Therapeutic strategies targeting Alzheimer's disease (AD)-related molecule β-amyloid (Aβ), Tau protein and BACE enzyme have been recently explored. However the therapeutic efficacy for a single target is not ideal. The clinical trials that clean Aβ from the brain in AD patients were largely unsuccessful. It is well known that the inflammatory response is one component of AD pathogenesis, leading to a series of irreversible pathological events. Epidemiological evidences show that long-term use of non-steroidal anti-inflammatory drugs has a sparing role in AD, but it failed to prevent the progression of symptoms in AD patients in randomized clinical trials. Possible reasons for the failure of anti-inflammatory drugs may be associated with: 1) the advanced state of disease or the dosing regimens of drugs; 2) most of the available anti-inflammatory drugs are not really "anti-inflammatory"; 3) these "anti-inflammatory" drugs only prevent the pro-inflammatory responses, but do not trigger the anti-inflammatory responses.
════════
**What to work on:** Please answer from the Alzheimer's passage: how did the clinical trials that cleaned Aβ from the brains of AD patients turn out?
════════
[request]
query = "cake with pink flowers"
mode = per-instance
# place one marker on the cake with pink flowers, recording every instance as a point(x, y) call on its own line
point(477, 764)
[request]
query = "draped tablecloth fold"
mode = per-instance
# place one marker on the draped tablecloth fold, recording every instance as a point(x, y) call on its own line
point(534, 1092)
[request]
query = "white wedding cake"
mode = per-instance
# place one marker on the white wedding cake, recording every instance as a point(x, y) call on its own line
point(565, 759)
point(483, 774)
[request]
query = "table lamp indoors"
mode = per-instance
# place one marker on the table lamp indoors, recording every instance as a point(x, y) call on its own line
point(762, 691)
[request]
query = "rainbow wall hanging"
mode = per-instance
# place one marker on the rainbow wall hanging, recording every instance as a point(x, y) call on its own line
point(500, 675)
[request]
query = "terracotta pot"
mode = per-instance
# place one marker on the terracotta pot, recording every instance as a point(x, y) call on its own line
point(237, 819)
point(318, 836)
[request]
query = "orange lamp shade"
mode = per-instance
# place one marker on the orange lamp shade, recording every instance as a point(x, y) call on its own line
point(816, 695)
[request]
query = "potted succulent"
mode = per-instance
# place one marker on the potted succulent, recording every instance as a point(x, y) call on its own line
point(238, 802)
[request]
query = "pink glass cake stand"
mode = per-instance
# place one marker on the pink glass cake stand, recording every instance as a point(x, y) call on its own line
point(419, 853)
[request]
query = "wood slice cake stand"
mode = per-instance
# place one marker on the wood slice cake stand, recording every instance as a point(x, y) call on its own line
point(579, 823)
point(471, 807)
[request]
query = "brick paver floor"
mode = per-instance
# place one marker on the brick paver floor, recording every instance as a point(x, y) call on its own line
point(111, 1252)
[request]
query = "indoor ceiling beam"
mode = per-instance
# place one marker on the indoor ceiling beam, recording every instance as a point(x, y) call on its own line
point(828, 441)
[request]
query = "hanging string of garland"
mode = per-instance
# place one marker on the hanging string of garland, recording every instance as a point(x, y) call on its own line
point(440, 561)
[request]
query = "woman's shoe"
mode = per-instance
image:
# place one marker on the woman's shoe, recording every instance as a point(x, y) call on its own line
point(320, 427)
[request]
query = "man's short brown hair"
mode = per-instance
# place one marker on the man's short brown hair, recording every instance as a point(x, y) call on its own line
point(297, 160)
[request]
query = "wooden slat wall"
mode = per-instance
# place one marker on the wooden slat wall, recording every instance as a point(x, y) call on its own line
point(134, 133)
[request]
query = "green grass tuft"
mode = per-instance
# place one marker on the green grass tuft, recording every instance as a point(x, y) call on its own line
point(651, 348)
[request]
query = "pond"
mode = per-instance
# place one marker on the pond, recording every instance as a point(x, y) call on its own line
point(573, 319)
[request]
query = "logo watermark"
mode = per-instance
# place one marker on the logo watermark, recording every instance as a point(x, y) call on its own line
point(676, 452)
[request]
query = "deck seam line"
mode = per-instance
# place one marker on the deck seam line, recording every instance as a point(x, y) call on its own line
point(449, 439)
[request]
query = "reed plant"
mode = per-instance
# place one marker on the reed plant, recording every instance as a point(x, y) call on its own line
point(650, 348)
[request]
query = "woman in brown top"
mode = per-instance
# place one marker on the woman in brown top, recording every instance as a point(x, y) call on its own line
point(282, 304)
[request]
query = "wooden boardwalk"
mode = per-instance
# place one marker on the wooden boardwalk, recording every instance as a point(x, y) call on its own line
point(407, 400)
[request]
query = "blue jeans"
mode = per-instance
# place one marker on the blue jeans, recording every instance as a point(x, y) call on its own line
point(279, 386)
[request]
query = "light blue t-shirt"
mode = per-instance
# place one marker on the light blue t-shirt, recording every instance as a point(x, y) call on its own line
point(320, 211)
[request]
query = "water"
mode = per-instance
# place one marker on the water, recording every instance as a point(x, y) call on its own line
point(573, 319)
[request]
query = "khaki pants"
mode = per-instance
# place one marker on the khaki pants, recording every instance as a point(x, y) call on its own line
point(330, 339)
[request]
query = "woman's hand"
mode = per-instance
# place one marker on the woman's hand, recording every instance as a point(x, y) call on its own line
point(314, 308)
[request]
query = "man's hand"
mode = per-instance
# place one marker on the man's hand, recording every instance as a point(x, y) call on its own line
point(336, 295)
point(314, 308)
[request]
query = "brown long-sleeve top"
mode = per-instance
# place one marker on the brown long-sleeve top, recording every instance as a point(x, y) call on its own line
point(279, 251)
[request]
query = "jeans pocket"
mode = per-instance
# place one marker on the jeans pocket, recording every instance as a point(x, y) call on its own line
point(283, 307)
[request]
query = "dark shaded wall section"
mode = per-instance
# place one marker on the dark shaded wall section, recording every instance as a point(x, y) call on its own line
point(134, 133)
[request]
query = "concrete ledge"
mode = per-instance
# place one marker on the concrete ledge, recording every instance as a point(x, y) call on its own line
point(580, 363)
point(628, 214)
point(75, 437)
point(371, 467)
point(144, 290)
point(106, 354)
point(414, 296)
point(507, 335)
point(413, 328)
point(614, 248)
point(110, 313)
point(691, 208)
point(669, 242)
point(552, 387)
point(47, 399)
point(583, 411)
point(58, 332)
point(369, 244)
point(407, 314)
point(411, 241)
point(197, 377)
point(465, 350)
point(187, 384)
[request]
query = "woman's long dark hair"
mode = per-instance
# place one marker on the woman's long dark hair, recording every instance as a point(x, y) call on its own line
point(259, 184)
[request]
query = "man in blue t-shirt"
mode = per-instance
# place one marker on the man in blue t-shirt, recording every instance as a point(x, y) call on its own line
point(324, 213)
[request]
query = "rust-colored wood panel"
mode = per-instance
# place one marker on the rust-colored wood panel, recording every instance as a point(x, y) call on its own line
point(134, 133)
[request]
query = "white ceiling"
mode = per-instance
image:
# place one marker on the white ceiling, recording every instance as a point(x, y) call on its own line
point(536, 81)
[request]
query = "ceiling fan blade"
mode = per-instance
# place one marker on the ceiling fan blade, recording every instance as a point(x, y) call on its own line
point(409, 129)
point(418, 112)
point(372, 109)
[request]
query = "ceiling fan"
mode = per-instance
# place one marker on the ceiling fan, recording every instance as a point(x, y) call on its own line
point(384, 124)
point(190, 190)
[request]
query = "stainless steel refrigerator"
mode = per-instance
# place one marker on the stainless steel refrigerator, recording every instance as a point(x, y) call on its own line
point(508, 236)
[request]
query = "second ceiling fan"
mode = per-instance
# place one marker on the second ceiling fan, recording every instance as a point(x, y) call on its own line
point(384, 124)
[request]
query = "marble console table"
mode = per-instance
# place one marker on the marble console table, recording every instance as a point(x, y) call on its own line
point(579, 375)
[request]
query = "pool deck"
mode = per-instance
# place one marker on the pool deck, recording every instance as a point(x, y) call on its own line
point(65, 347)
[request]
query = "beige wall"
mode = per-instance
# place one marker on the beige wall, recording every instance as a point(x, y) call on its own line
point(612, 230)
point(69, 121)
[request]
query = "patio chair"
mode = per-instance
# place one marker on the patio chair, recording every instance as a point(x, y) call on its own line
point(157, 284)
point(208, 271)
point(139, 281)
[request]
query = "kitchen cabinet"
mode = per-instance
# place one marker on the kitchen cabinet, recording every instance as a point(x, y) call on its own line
════════
**Answer to this task:** They were largely unsuccessful.